Selection:

⁂

07. Sigmoid Saturation
Download PDFSigmoid Saturation
Learning Goal
Understand the vanishing gradient problem caused by sigmoid saturation.
Key Concept
The sigmoid function saturates at extreme values. When z is very large (e.g., z > 3) or very small (z < -3), the sigmoid output is nearly 1 or 0, and barely changes regardless of input changes.
This creates the vanishing gradient problem. During backpropagation, gradients flow backward through the network. In saturated regions, gradients become extremely small (near zero), so weights barely update. The network stops learning.
The maximum gradient of sigmoid is only 0.25 (at z = 0). In deep networks, multiplying many small gradients results in effectively zero gradient for early layers - they learn very slowly or not at all.
ReLU solves this by having a constant gradient of 1 for positive inputs. However, ReLU has its own issue: neurons can “die” if z is always negative (gradient = 0).
Visual

Key Formula
Sigmoid and its derivative: \(\sigma(z) = \frac{1}{1 + e^{-z}}\)
\[\sigma'(z) = \sigma(z)(1 - \sigma(z))\]Maximum derivative: \(\max(\sigma'(z)) = \sigma(0)(1 - \sigma(0)) = 0.5 \times 0.5 = 0.25\)
ReLU and its derivative: \(\text{ReLU}(z) = \max(0, z)\)
\[\text{ReLU}'(z) = \begin{cases} 1 & z > 0 \\ 0 & z \leq 0 \end{cases}\]Intuitive Explanation
Imagine pushing a ball on different surfaces:
- Sigmoid at extremes: Like pushing a ball on a flat plateau. No matter how hard you push, it barely moves. (Small gradient = little learning)
- Sigmoid at center: Gentle slope, ball rolls smoothly. (Gradient = 0.25)
- ReLU positive region: Constant slope, ball rolls consistently. (Gradient = 1)
- ReLU negative region: Another flat plateau, ball doesn’t move.
For efficient learning, we want consistent, non-vanishing gradients throughout.

⁂

Exercises to complete:
[1] According to the sigmoid saturation lesson, what is the maximum gradient of the sigmoid function, and at what value of z does it occur?
[2] Could you write the next part of the sigmoid saturation lesson, picking up after its last sentence?

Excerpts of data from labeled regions
⁂

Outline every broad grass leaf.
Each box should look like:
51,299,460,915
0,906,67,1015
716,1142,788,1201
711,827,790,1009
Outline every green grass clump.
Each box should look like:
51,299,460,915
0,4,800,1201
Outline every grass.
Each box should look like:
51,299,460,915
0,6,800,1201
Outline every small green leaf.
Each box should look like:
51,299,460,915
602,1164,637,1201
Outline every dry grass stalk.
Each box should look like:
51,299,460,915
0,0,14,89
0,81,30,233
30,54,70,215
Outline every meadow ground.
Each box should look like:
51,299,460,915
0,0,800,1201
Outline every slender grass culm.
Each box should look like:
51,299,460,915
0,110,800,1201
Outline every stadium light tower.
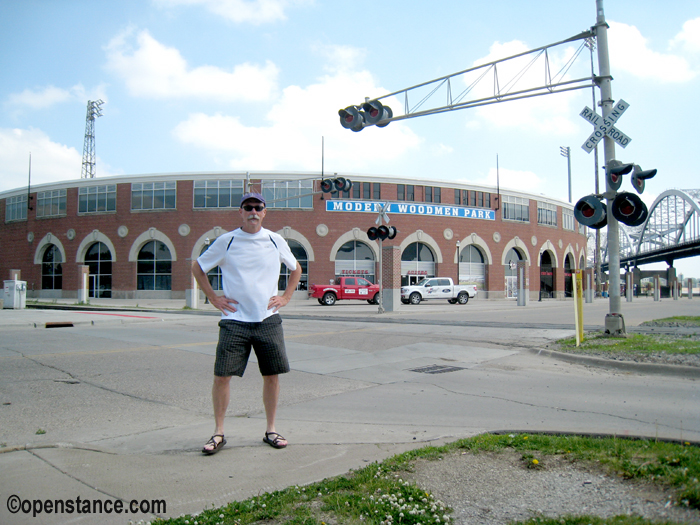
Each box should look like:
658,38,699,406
80,100,104,179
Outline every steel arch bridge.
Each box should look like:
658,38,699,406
601,190,700,271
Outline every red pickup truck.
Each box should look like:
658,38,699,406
309,277,379,306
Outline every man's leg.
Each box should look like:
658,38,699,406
204,376,231,450
263,375,287,446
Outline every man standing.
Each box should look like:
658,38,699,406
192,193,301,454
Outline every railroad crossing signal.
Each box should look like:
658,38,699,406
321,177,352,193
338,100,394,131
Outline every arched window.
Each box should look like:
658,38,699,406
41,244,63,290
85,242,112,298
503,248,523,299
540,250,555,297
199,243,224,290
136,241,172,290
277,240,309,290
401,242,435,286
459,244,486,290
335,241,375,283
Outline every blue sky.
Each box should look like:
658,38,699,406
0,0,700,275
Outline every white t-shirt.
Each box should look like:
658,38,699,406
197,228,297,323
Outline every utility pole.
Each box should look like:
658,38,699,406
586,38,603,297
559,146,571,204
595,0,624,324
80,100,104,179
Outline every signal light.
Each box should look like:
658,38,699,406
338,100,394,131
632,164,656,193
605,160,634,191
574,195,608,230
367,225,398,241
612,191,649,226
338,106,365,131
321,177,352,193
362,100,394,128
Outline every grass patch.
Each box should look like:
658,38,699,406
152,434,700,525
642,315,700,326
557,332,700,355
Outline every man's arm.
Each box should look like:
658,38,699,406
267,261,301,312
192,260,238,313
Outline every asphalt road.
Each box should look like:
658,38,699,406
0,301,700,523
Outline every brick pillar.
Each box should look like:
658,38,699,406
516,261,530,306
78,264,90,304
382,246,401,312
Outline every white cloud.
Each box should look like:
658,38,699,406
155,0,308,25
608,21,698,82
106,27,279,102
0,128,82,191
465,168,544,193
6,84,107,110
464,40,589,134
671,18,700,53
173,44,421,172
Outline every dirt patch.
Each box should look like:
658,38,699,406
405,451,700,525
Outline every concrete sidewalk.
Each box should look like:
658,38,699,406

⁂

Answers below:
[1] The maximum gradient is 0.25, at z = 0.

[2]
Practice Problems
Problem 1
Calculate the sigmoid derivative at z = 5. How does it compare to the maximum derivative?
Solution
First, calculate sigmoid: $$\sigma(5) = \frac{1}{1 + e^{-5}} = \frac{1}{1 + 0.0067} = 0.9933$$ Then, calculate derivative: $$\sigma'(5) = \sigma(5)(1 - \sigma(5)) = 0.9933 \times 0.0067 = 0.0067$$ **Comparison to maximum:** $$\frac{0.0067}{0.25} = 0.027 = 2.7\%$$ At z = 5, the gradient is only **2.7% of maximum**. Learning is extremely slow in this saturated region.Problem 2
A network has 5 layers, each with sigmoid activation. If each layer’s gradient is 0.2, what is the total gradient that reaches the first layer?
Solution
Gradients multiply through layers (chain rule): $$\text{Total gradient} = 0.2 \times 0.2 \times 0.2 \times 0.2 \times 0.2 = 0.2^5$$ $$= 0.00032$$ The first layer receives a gradient of only **0.00032** - practically zero! With learning rate 0.1: $$\Delta w = 0.1 \times 0.00032 = 0.000032$$ Weight updates are negligible. The first layer cannot learn effectively. **This is the vanishing gradient problem.**Problem 3
Why did ReLU become the default activation for hidden layers in modern networks?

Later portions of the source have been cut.